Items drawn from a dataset
• • • • • • •

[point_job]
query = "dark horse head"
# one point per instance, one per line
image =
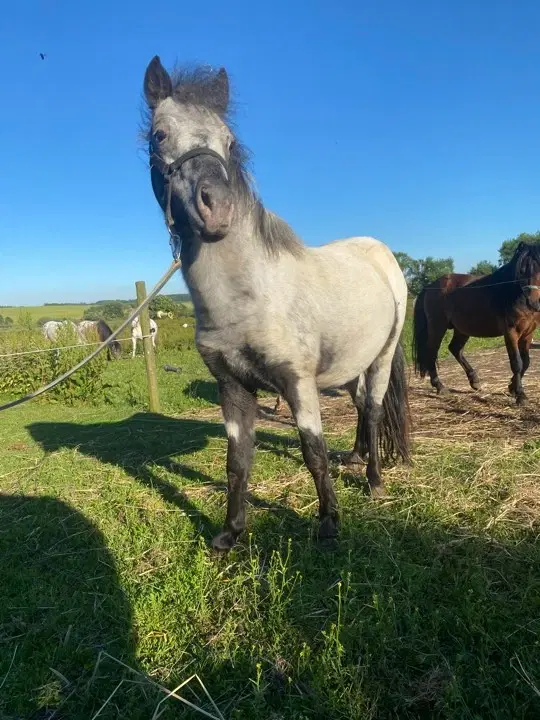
(194, 157)
(526, 267)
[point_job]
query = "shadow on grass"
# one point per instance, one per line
(410, 616)
(143, 445)
(61, 603)
(204, 389)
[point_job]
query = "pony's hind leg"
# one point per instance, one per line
(239, 408)
(387, 419)
(357, 391)
(303, 399)
(458, 342)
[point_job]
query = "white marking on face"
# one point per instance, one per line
(232, 429)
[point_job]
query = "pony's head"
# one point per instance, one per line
(526, 261)
(194, 158)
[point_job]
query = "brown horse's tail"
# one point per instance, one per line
(420, 347)
(396, 421)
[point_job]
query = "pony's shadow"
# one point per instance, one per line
(58, 581)
(204, 389)
(151, 446)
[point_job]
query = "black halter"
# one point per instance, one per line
(168, 170)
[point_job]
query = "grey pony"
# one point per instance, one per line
(272, 313)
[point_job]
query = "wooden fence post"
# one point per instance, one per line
(149, 357)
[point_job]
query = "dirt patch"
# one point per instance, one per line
(461, 414)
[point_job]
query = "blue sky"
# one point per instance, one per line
(415, 122)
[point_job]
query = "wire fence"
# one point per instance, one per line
(67, 347)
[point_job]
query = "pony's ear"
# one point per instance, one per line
(522, 245)
(157, 83)
(220, 91)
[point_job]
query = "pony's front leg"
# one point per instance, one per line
(239, 407)
(511, 339)
(304, 402)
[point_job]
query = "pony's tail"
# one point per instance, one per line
(395, 427)
(420, 348)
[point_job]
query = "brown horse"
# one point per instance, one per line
(504, 303)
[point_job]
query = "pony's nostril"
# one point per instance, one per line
(206, 198)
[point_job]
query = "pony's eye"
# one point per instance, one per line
(159, 136)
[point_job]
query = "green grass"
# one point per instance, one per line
(35, 312)
(428, 607)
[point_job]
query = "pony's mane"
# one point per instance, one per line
(196, 86)
(526, 261)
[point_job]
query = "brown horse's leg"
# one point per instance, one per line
(511, 339)
(435, 338)
(458, 342)
(524, 347)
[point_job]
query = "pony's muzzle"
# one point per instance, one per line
(215, 206)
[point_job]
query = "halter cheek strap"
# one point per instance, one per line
(167, 170)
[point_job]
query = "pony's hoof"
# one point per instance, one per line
(328, 528)
(353, 459)
(224, 541)
(378, 492)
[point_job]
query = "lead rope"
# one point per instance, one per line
(175, 247)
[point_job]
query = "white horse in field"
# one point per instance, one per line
(136, 333)
(51, 329)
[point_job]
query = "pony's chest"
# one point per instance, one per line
(243, 363)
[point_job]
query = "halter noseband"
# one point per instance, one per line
(167, 170)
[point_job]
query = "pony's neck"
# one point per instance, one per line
(226, 277)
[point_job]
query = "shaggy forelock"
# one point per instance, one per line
(196, 86)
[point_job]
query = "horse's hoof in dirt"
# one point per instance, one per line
(328, 528)
(224, 541)
(378, 492)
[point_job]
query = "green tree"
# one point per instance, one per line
(484, 267)
(165, 304)
(508, 247)
(419, 273)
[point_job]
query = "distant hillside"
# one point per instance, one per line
(178, 297)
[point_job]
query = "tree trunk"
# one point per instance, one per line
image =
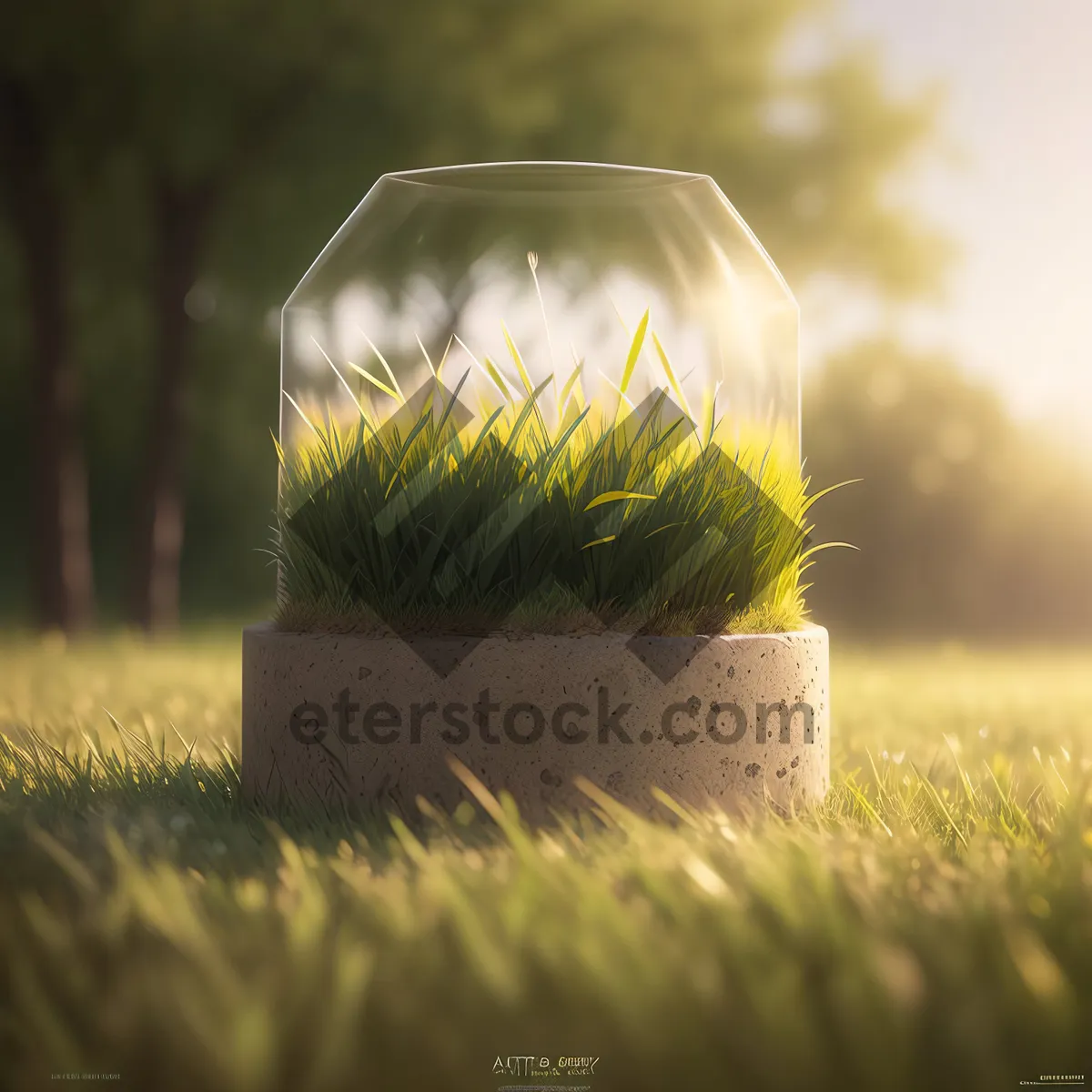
(180, 217)
(61, 565)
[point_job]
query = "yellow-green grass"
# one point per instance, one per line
(581, 513)
(929, 927)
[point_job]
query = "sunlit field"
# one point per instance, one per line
(931, 927)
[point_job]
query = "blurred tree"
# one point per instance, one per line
(966, 523)
(254, 126)
(47, 104)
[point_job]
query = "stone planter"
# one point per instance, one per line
(330, 716)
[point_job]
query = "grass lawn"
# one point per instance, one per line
(929, 928)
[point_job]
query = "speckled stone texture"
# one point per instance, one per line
(330, 716)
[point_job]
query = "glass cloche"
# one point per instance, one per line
(464, 343)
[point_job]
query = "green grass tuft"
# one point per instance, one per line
(928, 927)
(601, 519)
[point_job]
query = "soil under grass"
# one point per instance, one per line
(929, 927)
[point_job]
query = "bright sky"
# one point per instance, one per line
(1019, 75)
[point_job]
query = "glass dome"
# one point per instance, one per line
(552, 388)
(561, 261)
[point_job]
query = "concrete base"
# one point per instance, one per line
(334, 716)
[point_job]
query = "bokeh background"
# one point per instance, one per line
(918, 173)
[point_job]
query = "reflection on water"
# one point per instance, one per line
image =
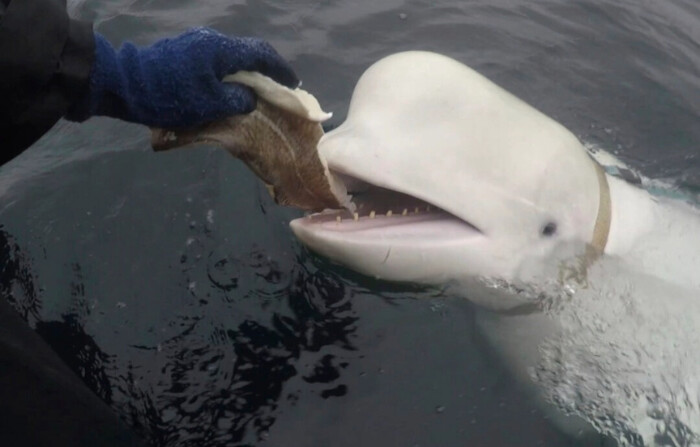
(172, 285)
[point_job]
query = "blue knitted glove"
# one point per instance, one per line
(177, 82)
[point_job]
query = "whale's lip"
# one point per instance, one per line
(385, 214)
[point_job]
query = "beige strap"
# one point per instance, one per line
(602, 223)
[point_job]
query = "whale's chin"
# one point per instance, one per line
(385, 217)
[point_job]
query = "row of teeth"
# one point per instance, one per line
(373, 214)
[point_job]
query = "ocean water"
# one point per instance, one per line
(171, 283)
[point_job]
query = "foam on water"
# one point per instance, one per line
(627, 358)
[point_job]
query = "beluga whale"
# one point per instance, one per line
(458, 183)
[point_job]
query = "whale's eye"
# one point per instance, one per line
(549, 229)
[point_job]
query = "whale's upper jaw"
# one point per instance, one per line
(426, 131)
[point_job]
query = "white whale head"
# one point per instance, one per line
(495, 183)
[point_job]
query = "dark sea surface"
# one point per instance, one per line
(172, 284)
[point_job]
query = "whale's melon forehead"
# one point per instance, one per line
(428, 126)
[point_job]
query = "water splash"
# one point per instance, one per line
(626, 358)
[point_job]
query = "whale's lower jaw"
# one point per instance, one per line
(420, 248)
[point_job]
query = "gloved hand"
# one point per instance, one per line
(177, 82)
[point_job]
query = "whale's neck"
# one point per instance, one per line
(633, 215)
(657, 236)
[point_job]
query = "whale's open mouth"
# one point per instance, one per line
(387, 214)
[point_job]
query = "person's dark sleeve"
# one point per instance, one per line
(45, 62)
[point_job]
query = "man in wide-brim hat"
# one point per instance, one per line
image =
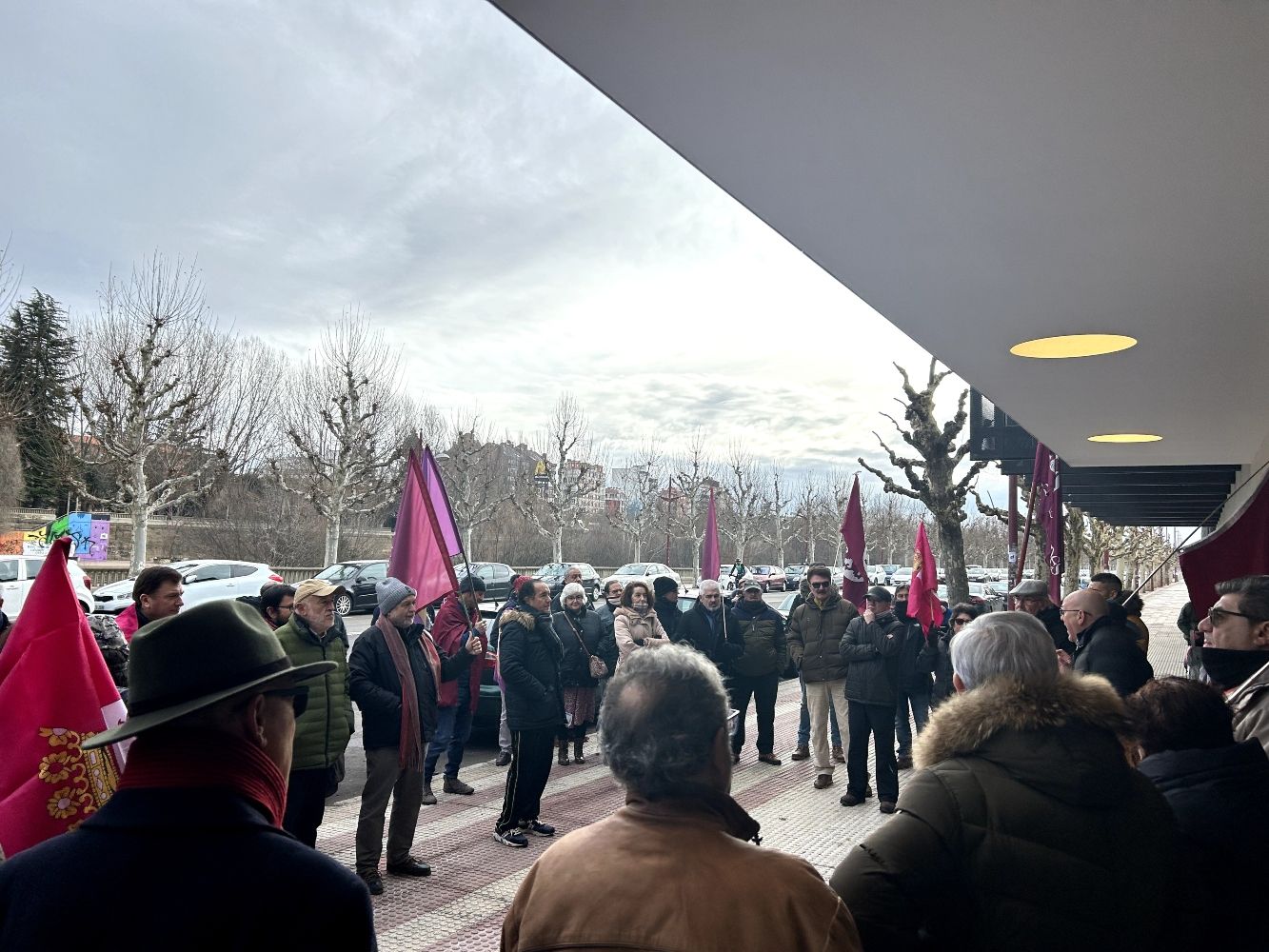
(189, 849)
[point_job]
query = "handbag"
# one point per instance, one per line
(598, 669)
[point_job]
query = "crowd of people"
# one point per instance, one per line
(1055, 794)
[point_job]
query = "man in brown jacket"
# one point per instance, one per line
(681, 848)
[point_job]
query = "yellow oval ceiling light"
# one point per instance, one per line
(1073, 346)
(1126, 438)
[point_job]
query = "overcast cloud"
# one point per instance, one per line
(511, 228)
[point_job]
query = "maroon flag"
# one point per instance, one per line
(439, 501)
(1240, 547)
(854, 571)
(54, 693)
(419, 552)
(1047, 479)
(922, 592)
(709, 559)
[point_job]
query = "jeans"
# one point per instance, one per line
(921, 704)
(453, 727)
(763, 688)
(803, 725)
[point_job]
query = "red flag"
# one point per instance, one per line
(1240, 547)
(709, 559)
(854, 571)
(1047, 479)
(439, 501)
(54, 693)
(922, 594)
(419, 558)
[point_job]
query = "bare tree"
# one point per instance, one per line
(165, 402)
(932, 474)
(557, 495)
(347, 426)
(479, 491)
(640, 483)
(746, 506)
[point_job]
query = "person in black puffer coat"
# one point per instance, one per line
(1219, 791)
(529, 654)
(582, 636)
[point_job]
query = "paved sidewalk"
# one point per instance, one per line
(461, 905)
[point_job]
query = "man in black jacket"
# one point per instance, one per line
(528, 658)
(1103, 646)
(395, 673)
(871, 649)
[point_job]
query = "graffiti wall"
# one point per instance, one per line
(91, 535)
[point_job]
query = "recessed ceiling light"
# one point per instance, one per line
(1126, 438)
(1073, 346)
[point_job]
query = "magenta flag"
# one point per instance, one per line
(54, 693)
(441, 505)
(419, 552)
(922, 594)
(1047, 479)
(854, 570)
(709, 560)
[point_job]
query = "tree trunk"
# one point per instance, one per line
(952, 551)
(334, 527)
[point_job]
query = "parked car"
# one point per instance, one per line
(18, 574)
(644, 571)
(495, 575)
(552, 574)
(203, 581)
(768, 577)
(358, 577)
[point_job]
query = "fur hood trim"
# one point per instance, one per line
(970, 720)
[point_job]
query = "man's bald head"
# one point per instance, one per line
(1081, 609)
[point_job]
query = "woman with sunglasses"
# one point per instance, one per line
(962, 613)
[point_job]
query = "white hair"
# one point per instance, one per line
(1004, 645)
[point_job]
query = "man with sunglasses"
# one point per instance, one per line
(194, 824)
(1101, 645)
(1237, 653)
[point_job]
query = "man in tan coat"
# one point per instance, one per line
(682, 852)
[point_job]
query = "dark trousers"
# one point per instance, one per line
(306, 803)
(532, 756)
(453, 729)
(763, 688)
(877, 720)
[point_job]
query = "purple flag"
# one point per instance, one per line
(854, 571)
(418, 555)
(441, 505)
(709, 565)
(1048, 512)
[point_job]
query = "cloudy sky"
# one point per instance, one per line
(427, 162)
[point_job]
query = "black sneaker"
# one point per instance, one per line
(509, 838)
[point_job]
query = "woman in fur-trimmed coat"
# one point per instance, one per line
(1025, 828)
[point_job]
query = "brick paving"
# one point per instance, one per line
(461, 905)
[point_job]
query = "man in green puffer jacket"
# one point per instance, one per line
(315, 634)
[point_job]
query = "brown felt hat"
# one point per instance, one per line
(197, 658)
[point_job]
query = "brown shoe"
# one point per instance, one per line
(456, 786)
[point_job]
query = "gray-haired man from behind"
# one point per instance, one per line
(681, 845)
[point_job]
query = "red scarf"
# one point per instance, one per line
(198, 757)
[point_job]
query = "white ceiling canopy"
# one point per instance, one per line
(983, 174)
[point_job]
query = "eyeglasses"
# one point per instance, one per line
(1219, 615)
(298, 697)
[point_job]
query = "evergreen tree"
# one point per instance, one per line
(35, 354)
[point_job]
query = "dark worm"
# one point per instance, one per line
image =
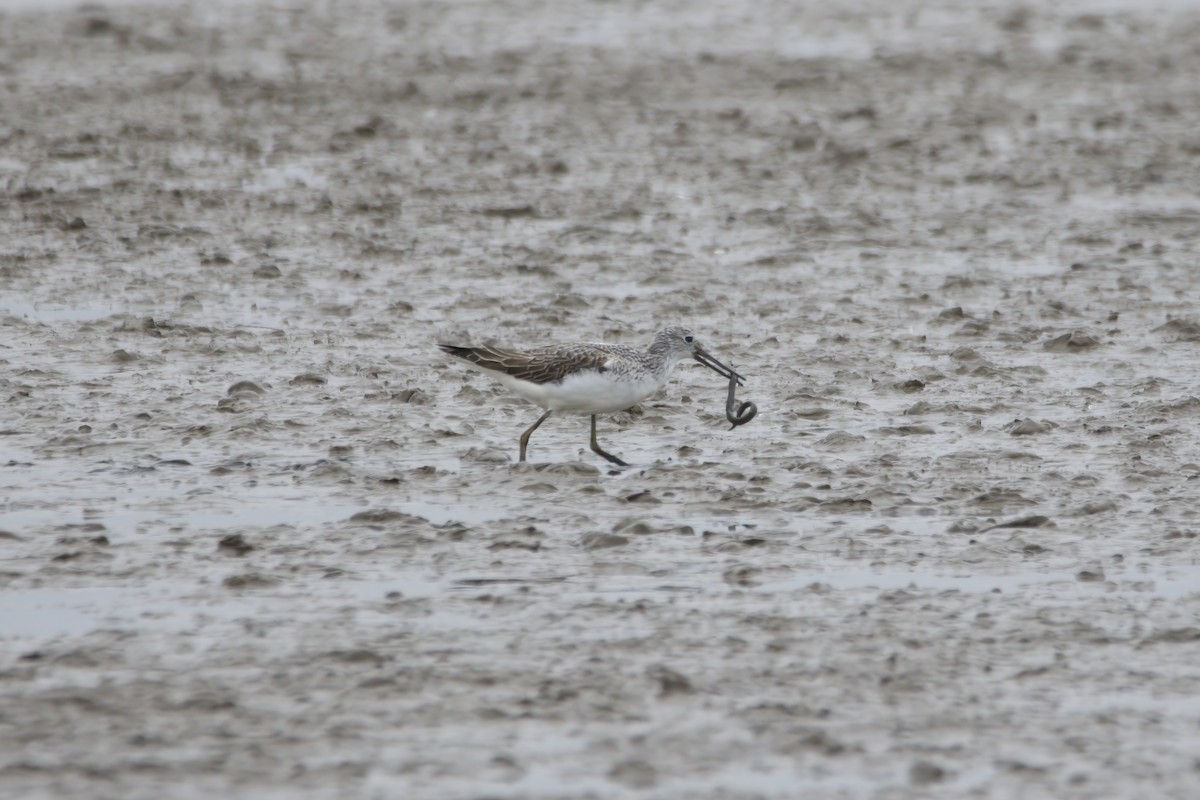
(738, 414)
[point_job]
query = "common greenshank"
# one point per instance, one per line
(587, 377)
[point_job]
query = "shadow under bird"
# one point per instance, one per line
(589, 378)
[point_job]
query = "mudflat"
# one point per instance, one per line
(261, 539)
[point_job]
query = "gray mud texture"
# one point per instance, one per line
(261, 539)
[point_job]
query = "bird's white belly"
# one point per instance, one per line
(586, 392)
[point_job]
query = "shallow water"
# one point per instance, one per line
(261, 539)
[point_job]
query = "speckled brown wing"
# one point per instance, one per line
(540, 366)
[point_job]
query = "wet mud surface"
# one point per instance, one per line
(259, 537)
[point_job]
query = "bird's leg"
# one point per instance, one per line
(595, 446)
(525, 437)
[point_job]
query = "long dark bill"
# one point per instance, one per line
(706, 359)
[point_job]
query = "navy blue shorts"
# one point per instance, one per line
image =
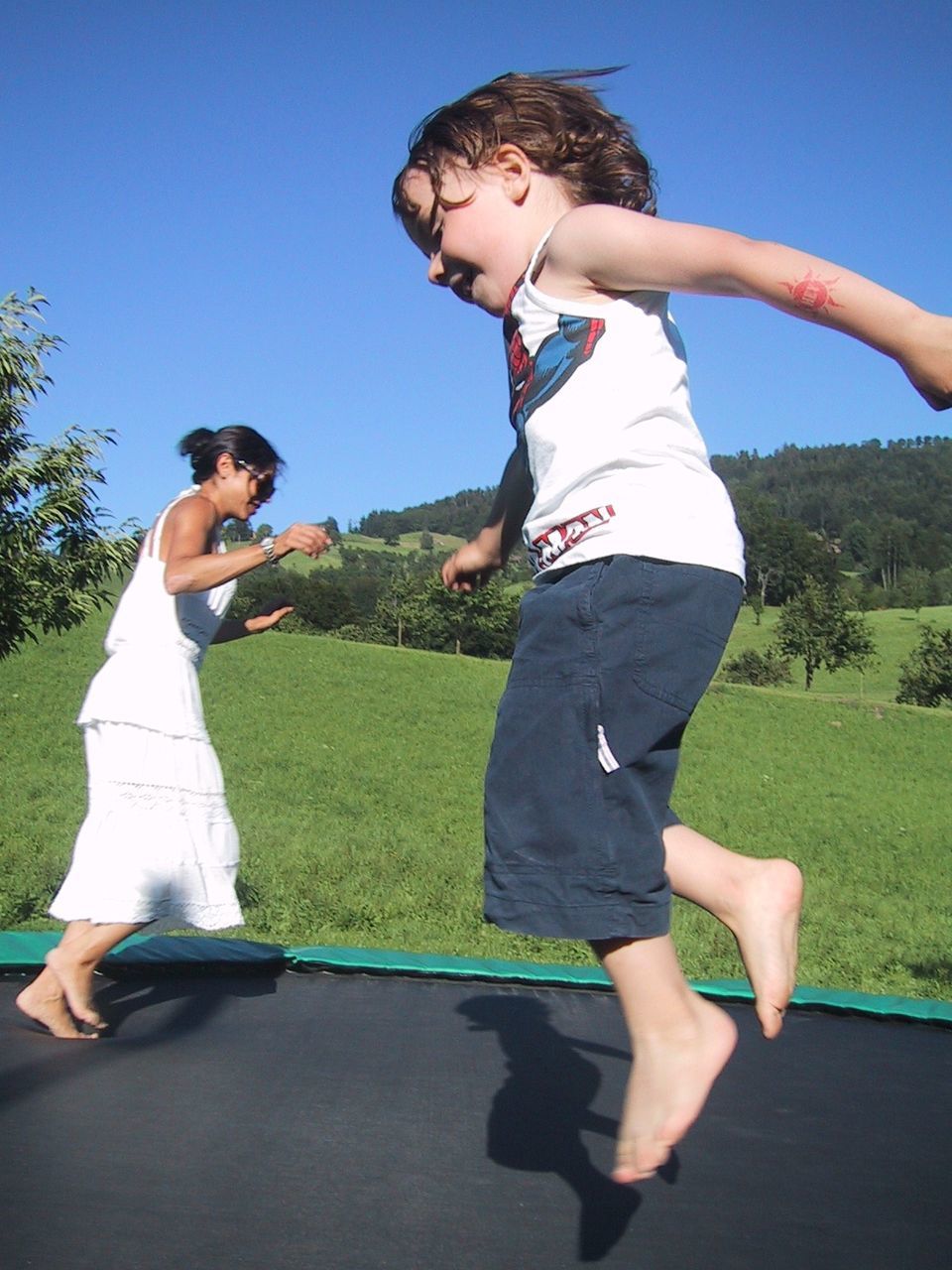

• • • • • • •

▶ **SHORT PROBLEM**
Which lines of the data above contain the string "halter"? Pull out each of them and copy it unchanged.

▶ **SOLUTION TO THIS TASK**
query = "black halter"
query = "halter cheek strap"
query = "halter noseband"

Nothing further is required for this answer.